(Collected data)
++++++++
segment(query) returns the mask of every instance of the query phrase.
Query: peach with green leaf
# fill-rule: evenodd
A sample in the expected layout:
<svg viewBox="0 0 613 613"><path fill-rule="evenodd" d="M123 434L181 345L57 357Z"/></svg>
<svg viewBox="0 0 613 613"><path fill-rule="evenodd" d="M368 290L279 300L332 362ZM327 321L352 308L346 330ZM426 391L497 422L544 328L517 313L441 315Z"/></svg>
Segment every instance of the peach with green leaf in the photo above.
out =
++++++++
▸ Exercise objective: Return the lines above unchanged, one after another, with every character preserved.

▸ Reply to the task:
segment(query) returns the mask of every instance of the query phrase.
Query: peach with green leaf
# fill-rule: evenodd
A sample in the expected layout:
<svg viewBox="0 0 613 613"><path fill-rule="evenodd" d="M123 434L181 345L57 357Z"/></svg>
<svg viewBox="0 0 613 613"><path fill-rule="evenodd" d="M368 290L279 300L332 362ZM327 321L352 308L346 330ZM426 391L497 422L544 328L517 313L441 315Z"/></svg>
Segment every instance of the peach with green leaf in the photo above.
out =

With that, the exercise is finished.